■ **Exercise aim**
Look through the data and write out every line with the word "woman" in it.
====== Available data
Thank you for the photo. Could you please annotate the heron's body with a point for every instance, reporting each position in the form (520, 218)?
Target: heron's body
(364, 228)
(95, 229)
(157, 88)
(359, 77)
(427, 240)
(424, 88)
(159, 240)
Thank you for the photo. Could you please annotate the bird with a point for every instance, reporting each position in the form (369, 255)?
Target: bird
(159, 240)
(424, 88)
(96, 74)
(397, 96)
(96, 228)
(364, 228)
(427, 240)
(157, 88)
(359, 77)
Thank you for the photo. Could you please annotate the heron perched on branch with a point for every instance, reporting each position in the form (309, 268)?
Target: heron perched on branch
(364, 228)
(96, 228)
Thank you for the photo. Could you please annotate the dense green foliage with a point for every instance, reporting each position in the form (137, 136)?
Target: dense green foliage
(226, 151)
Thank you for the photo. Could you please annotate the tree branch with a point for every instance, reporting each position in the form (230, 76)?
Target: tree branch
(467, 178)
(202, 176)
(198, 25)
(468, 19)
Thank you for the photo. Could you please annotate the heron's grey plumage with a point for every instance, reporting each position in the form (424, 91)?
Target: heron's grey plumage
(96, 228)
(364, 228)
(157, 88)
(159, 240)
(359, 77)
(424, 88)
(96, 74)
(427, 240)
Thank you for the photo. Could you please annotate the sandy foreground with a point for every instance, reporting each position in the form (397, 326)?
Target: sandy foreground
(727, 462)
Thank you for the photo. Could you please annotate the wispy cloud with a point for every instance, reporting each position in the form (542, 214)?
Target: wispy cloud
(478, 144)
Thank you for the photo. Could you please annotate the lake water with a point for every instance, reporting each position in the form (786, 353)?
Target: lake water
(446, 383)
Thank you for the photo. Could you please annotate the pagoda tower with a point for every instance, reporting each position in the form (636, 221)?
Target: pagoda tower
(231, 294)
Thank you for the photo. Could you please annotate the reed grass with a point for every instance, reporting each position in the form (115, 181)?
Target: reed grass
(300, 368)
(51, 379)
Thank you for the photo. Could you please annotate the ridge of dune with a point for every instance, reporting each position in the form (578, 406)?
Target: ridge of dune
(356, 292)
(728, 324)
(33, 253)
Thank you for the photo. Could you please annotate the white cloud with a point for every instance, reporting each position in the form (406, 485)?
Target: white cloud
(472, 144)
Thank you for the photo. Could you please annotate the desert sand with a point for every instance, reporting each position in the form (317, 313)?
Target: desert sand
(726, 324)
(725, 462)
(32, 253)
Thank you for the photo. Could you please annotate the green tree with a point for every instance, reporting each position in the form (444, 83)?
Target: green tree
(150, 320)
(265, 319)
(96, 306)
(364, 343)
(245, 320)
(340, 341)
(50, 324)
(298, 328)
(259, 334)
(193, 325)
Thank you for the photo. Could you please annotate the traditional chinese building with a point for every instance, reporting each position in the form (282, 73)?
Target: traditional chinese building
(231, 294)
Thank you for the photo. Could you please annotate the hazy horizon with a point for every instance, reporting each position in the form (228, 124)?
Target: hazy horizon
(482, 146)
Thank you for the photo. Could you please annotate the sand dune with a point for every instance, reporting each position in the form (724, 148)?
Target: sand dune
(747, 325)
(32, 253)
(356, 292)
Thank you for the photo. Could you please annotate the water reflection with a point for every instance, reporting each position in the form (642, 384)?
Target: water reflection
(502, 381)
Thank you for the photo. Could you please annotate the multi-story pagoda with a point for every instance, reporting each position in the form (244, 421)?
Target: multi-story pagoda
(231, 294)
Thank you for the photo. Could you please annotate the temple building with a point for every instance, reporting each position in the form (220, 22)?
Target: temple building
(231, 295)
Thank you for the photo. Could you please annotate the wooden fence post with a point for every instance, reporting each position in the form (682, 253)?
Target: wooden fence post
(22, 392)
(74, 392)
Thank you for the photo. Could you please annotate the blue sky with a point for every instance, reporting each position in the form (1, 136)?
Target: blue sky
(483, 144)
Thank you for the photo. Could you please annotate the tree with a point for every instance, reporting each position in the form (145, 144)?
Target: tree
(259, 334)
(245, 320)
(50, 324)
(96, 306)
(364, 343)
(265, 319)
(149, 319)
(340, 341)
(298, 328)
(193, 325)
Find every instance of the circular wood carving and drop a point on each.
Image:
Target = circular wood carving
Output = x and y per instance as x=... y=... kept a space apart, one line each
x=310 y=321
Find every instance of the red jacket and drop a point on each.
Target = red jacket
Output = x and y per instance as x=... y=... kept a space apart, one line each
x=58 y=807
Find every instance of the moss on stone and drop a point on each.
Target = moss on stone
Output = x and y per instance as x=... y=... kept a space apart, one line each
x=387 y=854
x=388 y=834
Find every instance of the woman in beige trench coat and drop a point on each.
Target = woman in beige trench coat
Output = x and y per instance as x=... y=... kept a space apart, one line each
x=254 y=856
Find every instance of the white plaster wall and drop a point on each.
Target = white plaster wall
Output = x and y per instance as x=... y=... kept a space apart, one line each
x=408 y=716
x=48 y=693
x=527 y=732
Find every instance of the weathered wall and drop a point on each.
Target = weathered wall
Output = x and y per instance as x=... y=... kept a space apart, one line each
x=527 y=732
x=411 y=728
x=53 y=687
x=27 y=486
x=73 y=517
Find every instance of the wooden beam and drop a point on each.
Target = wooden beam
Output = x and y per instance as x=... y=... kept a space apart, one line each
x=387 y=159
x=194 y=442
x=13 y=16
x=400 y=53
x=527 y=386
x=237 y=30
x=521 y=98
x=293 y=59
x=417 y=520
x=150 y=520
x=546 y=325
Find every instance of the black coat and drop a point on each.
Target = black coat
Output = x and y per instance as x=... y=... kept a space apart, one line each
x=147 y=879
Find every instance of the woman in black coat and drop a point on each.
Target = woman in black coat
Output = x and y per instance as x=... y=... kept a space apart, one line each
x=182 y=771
============
■ **Completed exercise**
Find every instance of the woman in beige trench coat and drop a point on each.
Target = woman in beige trench coat
Find every instance of the woman in black coat and drop a point on each.
Target = woman in black coat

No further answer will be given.